- **Text section**:
⟨

3 Thinking Flaws

The Idea

Edited and curated by @philhagspiel

How to upgrade your internal analytics to become a more interesting thinker.


Your brain is an amazing analytical machine. But it also takes shortcuts to simplify your experience.

Often, these shortcuts are necessary. Sometimes, they’re brutally misleading.

You can become a sharper, more interesting thinker if you’re able to add depth and nuance to thoughts that would otherwise dangerously oversimplify the situation.

Here are 3 powerful thinking flaws we regularly fall victim to without noticing — and their remedies to upgrade your thought process:

  1. Binary Thinking vs. Probabilistic Thinking
  2. Discrete Thinking vs. Continuous Thinking
  3. Isolated Thinking vs. Systems Thinking

Binary vs. Probabilistic Thinking

Answering either-or questions with weighted outcome scenarios to account for uncertainty and lack of foresight knowledge.


  • Binary view: Is this strategy good or bad?

⟩

- **Instructions for the task**: Update the thinking-flaws text between "Answering either-or questions" and "good or bad?", inclusive, writing the passage out with "plan" in place of "strategy".

- **Source data**:
⟨

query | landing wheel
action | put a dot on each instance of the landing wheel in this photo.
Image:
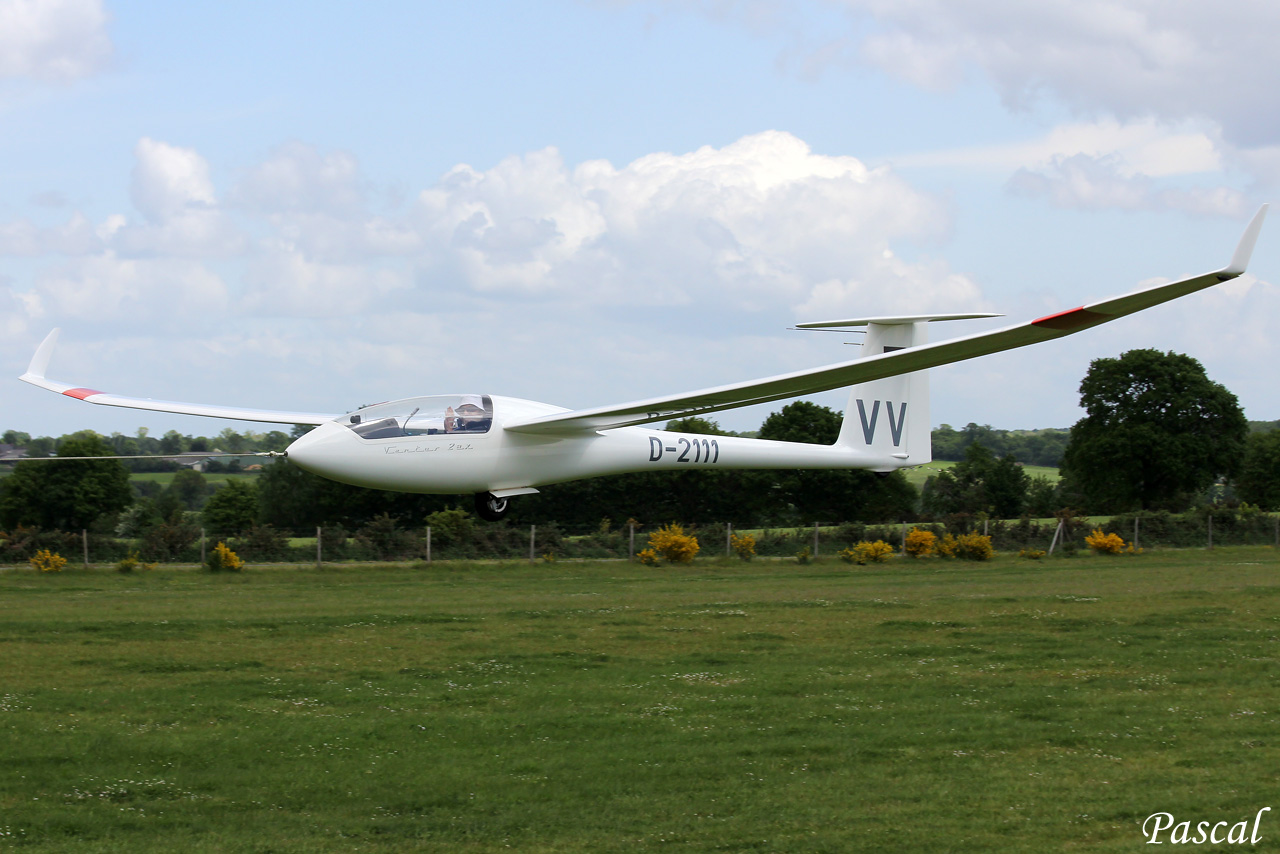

⟩

- **Written solution**:
Answering either-or questions with weighted outcome scenarios to account for uncertainty and lack of foresight knowledge.


  • Binary view: Is this plan good or bad?